▶

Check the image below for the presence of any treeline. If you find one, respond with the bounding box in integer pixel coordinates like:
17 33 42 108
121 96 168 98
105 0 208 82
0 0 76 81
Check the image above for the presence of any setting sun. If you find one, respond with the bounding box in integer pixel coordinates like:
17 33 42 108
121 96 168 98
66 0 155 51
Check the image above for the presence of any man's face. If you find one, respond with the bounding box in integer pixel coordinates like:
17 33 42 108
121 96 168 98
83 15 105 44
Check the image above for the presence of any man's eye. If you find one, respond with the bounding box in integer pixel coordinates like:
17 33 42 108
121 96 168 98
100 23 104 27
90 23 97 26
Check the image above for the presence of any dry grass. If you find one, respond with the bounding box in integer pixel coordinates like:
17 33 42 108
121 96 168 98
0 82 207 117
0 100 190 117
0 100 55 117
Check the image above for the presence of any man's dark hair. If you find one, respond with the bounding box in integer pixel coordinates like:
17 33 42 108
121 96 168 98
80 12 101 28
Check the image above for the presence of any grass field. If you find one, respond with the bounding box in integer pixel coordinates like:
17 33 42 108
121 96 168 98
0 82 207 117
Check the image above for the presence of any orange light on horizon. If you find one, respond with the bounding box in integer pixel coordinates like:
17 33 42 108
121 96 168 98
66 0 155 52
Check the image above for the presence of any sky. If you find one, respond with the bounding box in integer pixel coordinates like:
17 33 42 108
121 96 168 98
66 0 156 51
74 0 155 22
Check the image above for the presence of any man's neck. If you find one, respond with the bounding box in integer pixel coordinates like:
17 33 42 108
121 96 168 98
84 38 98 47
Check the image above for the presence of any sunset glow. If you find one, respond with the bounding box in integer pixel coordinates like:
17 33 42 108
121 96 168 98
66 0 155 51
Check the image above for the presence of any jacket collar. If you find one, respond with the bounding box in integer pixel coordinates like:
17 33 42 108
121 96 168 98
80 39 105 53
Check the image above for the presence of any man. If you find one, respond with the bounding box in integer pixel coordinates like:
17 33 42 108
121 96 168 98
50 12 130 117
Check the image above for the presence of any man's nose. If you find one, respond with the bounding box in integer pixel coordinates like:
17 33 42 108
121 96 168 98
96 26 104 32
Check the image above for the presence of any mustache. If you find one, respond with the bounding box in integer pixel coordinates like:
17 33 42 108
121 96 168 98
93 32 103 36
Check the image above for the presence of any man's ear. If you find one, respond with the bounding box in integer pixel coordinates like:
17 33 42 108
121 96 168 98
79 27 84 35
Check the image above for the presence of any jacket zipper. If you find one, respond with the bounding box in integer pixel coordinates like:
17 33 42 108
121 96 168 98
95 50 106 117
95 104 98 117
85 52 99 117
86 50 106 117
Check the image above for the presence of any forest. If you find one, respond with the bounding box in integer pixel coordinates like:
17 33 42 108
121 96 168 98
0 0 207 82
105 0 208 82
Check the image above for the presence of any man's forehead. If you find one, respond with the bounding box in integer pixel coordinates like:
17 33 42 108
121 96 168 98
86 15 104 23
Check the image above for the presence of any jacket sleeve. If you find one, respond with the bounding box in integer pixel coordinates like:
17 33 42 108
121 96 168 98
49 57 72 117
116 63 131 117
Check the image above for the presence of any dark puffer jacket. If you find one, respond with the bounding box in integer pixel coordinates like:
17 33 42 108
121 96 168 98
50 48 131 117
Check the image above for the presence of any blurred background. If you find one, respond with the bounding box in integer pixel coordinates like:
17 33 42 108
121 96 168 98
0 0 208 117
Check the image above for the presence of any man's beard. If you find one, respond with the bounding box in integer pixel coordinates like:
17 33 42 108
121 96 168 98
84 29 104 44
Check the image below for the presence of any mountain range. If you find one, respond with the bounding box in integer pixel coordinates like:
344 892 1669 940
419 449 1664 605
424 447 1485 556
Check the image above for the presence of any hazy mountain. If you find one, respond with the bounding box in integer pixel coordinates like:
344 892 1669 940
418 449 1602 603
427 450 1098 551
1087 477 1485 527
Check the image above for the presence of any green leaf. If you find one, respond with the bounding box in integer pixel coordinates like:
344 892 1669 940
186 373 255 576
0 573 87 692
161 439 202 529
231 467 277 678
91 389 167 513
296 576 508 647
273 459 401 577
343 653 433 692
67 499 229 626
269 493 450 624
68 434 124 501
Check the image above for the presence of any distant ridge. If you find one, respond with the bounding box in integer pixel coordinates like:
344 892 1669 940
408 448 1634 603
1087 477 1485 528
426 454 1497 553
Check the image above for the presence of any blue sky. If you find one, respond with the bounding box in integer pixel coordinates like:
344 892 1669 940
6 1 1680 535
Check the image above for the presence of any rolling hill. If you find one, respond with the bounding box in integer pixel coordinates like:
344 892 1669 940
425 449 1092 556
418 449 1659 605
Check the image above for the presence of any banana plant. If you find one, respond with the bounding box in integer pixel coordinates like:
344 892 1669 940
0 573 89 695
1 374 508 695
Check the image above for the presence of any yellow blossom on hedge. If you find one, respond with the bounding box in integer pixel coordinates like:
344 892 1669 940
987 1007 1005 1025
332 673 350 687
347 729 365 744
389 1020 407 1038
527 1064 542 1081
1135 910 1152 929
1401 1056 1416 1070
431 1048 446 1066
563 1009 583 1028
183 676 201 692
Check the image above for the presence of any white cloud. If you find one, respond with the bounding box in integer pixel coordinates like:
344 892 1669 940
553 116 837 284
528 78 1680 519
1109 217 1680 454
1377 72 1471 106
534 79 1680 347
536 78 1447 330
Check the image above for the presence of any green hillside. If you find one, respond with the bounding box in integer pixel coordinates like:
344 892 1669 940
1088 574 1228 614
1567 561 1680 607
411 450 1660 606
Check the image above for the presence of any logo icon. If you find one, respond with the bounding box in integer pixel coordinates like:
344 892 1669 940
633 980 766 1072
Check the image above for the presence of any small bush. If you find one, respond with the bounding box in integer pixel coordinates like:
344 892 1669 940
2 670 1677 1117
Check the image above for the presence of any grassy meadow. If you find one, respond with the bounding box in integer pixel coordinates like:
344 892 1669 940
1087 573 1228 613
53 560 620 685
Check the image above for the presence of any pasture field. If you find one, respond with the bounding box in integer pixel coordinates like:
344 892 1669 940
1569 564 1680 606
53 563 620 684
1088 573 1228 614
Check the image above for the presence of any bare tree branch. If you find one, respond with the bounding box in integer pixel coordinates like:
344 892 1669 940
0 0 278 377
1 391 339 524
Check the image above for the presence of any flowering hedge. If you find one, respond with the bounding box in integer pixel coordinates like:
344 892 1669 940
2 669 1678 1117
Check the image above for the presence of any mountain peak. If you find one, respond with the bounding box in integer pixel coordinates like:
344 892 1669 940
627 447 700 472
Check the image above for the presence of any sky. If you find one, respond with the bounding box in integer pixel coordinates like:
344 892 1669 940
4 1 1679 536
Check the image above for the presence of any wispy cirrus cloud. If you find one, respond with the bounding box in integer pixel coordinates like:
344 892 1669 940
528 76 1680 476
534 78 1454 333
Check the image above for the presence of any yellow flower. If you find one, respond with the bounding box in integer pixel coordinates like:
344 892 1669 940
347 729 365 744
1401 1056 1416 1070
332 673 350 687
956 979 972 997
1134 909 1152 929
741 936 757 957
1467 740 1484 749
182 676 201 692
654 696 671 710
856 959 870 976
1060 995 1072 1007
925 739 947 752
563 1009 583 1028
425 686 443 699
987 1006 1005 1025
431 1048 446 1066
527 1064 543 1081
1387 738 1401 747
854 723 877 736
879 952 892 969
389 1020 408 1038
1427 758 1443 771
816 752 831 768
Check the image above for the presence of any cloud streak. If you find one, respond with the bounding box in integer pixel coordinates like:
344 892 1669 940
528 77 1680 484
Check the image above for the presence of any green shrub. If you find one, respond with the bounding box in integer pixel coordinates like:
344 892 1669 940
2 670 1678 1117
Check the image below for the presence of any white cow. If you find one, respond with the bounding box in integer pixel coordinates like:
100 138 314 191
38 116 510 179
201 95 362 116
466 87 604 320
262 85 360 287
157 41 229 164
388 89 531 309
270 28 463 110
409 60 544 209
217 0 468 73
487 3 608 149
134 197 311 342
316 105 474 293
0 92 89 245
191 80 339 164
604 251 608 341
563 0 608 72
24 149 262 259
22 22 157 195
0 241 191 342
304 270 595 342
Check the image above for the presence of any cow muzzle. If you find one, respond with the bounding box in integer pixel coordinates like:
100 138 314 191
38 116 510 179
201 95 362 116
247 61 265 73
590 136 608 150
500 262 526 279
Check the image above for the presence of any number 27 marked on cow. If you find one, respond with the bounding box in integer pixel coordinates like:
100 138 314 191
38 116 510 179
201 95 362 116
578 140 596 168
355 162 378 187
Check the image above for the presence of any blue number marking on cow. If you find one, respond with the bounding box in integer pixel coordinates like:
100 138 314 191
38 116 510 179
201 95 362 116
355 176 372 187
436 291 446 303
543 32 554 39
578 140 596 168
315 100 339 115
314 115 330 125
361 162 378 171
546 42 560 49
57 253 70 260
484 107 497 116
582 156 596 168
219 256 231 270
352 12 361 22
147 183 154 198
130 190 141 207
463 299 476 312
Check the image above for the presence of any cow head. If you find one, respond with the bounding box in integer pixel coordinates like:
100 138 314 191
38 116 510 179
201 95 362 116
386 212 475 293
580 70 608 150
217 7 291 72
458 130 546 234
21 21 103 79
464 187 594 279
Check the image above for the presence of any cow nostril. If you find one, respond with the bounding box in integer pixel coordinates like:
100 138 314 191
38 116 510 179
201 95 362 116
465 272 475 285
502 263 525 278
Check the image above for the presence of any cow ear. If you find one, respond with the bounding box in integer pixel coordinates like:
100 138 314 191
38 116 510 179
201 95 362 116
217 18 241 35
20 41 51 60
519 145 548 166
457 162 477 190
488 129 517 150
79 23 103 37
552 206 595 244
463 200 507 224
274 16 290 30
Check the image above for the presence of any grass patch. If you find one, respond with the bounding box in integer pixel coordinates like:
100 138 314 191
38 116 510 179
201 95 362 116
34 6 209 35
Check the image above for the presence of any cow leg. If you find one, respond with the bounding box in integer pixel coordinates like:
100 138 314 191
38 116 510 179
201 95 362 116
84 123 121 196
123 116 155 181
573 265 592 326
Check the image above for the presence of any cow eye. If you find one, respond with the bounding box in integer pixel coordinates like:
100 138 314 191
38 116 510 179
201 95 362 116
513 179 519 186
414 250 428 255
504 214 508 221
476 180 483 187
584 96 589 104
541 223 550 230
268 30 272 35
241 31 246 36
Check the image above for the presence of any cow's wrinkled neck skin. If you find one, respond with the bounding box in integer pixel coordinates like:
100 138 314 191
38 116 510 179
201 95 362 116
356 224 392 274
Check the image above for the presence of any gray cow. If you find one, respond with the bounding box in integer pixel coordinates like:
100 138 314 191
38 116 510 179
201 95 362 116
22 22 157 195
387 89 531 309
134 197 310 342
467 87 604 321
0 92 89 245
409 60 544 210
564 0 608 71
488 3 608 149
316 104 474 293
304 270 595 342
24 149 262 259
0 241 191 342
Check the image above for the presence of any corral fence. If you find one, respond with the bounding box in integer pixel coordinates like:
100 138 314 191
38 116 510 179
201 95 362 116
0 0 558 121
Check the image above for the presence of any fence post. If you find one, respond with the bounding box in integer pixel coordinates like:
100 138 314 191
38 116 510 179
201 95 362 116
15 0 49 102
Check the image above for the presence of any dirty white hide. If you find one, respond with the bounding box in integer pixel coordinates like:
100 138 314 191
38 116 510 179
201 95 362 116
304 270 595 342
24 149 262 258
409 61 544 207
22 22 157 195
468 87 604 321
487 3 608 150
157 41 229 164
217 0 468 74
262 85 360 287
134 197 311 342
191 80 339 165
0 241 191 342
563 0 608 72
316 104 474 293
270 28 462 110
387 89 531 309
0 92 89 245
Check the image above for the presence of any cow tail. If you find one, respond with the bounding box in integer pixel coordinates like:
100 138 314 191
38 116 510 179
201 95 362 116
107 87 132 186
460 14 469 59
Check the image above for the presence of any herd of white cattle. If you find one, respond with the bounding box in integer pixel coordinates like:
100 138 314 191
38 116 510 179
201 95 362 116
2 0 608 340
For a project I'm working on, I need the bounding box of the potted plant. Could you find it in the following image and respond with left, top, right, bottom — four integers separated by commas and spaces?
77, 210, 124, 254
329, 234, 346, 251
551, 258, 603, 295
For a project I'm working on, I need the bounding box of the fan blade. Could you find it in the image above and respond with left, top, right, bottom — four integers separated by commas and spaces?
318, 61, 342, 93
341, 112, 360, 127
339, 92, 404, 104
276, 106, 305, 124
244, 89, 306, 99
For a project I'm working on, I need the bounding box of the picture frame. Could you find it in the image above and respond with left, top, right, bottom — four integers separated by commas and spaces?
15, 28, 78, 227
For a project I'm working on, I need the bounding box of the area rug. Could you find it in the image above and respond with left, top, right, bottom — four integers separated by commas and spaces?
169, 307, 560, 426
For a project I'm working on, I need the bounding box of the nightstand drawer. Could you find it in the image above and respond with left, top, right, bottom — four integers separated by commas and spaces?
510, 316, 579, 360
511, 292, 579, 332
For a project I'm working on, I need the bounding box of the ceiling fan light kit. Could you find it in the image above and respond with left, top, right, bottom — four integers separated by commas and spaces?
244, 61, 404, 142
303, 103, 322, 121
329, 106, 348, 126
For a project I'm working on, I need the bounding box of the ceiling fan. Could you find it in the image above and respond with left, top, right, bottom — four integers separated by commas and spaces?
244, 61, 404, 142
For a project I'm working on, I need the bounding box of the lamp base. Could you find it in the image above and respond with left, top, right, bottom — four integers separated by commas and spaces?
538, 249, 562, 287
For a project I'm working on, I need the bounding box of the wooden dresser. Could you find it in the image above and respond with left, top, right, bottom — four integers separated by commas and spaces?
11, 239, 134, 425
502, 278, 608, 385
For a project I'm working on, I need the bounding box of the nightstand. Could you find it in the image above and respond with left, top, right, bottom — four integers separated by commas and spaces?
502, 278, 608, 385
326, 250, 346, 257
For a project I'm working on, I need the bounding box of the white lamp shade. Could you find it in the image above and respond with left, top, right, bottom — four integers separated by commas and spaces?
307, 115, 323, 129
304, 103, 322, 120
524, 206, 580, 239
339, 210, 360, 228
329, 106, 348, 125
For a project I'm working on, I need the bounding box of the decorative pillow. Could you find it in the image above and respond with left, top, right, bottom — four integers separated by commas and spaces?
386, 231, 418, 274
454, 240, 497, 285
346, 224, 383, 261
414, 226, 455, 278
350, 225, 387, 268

◀

> Task objective
Wherever the word "below" turns up in the material, copy the whole line.

> Response area
Check the image below for the presence of any treeline. If you find one, respond with the bounding box in integer pixel coordinates like:
Check the image below for the presence of any mountain range. If you find one, respond with the bounding box in integer pixel coordinates like:
Check the image below for the presence of any white cow. If you find one, respond with the bounding box in integer pixel coordinates like:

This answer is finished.